§ ESERCIZIO: Come prosegue il brano sulla maternità surrogata e sul ricorso all'India? Continualo partendo dalla sua ultima frase.

Il flusso verso l’India, ci spiega Peter Saunders dell’associazione Christian Concern, «ci dimostra ancora una volta che non è sufficiente legalizzare in patria ogni genere di pratica con la giustificazione che così si sopprimerebbero il mercato clandestino e la fuga all’estero: anche in questo caso non si fa altro che alimentare un mercato che ha sempre bisogno di regole più liberali e costi più bassi». Non c’è dubbio infatti che la legge attuale inglese sulla maternità surrogata continui ad alimentare la clandestinità. L’anno scorso i bambini "surrogati" registrati nel Regno Unito sono stati 203, ma i numeri sono molto più alti, precisa Saunders, «perché tante coppie decidono di non registrarsi come genitori ufficiali per evitare un processo burocratico lungo e tortuoso, e i bambini per l’anagrafe rimangono figli della donna che li ha portati in grembo». Per diventare genitori riconosciuti dalla legge la coppia che ha usato una madre surrogata deve ottenere da un tribunale un permesso, conosciuto come «parental order». La richiesta di deve però essere effettuata entro 6 mesi dalla nascita altrimenti il piccolo rimane figlio della madre surrogata. Il processo si complica se esistono prove che la pratica della maternità surrogata è stata effettuata a scopi commerciali. In questo caso il riconoscimento per i genitori può essere ottenuto solo dall’Alta Corte. «L’India – ci spiega Jackson Kirkman-Brown, professore di Biologia umana riproduttiva dell’Università di Birmingham – è vista in molti casi come la soluzione al problema. Su Internet le cliniche indiane vengono pubblicizzate come veri e propri "paradisi sanitari" guidati da seri professionisti dove le madri surrogate sono non solo sane ma anche felici del lavoro che fanno.

§ DATI ESTRATTI:
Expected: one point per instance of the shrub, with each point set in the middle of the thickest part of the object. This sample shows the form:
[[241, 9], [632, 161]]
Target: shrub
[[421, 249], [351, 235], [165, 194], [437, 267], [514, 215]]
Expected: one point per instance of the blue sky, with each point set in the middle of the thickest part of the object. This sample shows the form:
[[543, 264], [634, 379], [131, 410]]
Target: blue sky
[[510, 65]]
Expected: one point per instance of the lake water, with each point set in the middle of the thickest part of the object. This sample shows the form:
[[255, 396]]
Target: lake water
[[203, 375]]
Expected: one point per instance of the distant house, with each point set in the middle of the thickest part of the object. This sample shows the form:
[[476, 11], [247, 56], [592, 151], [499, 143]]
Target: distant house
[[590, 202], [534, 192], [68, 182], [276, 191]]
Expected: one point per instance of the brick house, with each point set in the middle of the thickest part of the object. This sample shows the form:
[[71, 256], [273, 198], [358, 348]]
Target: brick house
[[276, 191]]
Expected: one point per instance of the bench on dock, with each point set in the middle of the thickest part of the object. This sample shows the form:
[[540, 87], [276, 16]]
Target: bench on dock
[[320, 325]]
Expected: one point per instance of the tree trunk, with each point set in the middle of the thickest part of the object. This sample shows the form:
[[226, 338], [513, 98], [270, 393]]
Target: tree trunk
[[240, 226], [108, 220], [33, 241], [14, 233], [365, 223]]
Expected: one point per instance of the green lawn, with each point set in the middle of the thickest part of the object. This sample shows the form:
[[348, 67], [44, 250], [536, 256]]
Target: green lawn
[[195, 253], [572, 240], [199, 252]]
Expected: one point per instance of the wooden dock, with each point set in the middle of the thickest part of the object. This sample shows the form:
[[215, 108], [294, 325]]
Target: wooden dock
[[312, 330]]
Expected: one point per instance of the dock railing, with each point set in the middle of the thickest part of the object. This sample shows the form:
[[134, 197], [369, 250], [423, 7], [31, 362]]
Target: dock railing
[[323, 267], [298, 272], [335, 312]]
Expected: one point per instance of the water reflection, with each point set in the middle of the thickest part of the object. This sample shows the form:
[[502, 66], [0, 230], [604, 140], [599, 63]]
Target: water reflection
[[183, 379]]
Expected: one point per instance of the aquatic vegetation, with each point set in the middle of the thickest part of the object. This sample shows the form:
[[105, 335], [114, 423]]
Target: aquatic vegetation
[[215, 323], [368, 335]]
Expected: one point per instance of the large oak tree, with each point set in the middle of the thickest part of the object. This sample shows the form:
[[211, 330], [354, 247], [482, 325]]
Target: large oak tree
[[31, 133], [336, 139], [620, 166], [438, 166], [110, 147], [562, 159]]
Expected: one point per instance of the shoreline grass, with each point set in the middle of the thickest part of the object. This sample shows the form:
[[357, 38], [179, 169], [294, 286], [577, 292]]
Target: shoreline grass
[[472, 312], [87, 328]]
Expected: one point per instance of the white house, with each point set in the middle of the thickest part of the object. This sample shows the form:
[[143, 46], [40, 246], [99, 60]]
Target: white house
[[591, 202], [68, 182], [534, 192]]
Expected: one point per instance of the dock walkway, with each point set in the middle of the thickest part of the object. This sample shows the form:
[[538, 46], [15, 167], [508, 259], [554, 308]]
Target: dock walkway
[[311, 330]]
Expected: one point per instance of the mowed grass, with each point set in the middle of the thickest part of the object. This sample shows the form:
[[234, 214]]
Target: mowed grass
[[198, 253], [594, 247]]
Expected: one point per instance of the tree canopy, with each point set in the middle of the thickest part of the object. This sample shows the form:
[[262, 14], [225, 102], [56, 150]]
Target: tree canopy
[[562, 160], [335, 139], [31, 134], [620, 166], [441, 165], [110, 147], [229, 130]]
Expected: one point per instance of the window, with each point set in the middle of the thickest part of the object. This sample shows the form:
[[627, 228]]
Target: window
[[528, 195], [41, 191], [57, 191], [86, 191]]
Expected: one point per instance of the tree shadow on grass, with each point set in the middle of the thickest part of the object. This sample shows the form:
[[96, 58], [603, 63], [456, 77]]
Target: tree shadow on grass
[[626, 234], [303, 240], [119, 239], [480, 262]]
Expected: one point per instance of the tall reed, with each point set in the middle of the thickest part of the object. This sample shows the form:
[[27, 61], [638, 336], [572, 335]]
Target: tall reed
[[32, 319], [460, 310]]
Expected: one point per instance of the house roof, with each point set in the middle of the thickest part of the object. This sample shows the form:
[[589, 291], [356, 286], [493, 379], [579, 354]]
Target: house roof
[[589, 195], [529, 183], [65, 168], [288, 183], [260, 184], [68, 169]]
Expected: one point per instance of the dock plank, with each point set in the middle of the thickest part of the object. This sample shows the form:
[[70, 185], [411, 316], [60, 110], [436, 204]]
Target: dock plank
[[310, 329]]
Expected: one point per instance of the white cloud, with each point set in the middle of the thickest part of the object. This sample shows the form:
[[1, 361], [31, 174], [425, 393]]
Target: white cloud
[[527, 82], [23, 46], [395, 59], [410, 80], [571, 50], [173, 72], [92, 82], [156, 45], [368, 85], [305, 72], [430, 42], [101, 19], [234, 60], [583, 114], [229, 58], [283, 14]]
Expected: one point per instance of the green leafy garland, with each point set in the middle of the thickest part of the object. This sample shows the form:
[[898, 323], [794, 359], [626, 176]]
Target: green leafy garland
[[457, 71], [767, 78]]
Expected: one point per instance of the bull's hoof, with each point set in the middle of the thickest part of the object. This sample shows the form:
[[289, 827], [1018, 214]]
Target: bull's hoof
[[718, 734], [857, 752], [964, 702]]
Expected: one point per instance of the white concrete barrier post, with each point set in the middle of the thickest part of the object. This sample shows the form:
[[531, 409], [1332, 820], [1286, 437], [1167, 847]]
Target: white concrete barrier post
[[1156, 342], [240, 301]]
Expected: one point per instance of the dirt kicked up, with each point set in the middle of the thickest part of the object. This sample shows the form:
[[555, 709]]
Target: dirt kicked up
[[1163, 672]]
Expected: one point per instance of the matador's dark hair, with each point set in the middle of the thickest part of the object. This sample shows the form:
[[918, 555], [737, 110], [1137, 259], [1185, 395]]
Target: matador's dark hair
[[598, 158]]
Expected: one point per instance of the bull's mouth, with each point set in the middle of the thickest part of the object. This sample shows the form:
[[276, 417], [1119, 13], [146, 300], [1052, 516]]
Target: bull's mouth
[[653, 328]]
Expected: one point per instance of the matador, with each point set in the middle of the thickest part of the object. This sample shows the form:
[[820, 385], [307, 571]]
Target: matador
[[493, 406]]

§ LA TUA RISPOSTA:
Ma l’industria della maternità surrogata in India è di fatto senza regole certe e crea gravi rischi non solo per la salute delle donne ma anche per i potenziali genitori che entrano in un mercato dai contorni indefiniti». Quanto alla burocrazia, anche in India le cose non sono così semplici. «I rischi sanitari – ci spiega Natalie Gamble, avvocato esperto in maternità surrogata – si aggiungono a una lunga serie di complicazioni legali. Il primo ostacolo è rappresentato dall’immigrazione: in molti casi i conflitti tra la legge britannica e quella indiana deflagrano nei casi di bambini privi di cittadinanza. La domanda per il passaporto è spesso lunga e laboriosa, e i genitori rimangono bloccati in India per mesi dopo la nascita". «Vale la pena andare in India?», si chiedono Jack, 38 anni, e Fran Johnson, 35. Dopo tre tentativi falliti di fecondazione artificiale e uno di maternità surrogata in cui la madre ha deciso alla fine di tenersi il piccolo, hanno scelto di adottare una bambina in Cina. «Le legge – ci dicono –, in questo Paese come in India, non ti protegge e alla fine non fai che alimentare il mercato clandestino. Abbiamo sofferto ma ora siamo felici di poter metter fine alle sofferenze di una creatura che è stata abbandonata, adottandola».
La maternità surrogata è stata legalizzata in Gran Bretagna nel 1985, e fino a quattro anni fa veniva usata in media da una cinquantina di coppie l’anno. Un numero che è quadruplicato nel 2010 quando il governo ha deciso di consentirla anche alle coppie di persone dello stesso sesso. «Da allora – conclude Saunders – i numeri sono aumentati notevolmente e il trend purtroppo è tutto in crescita».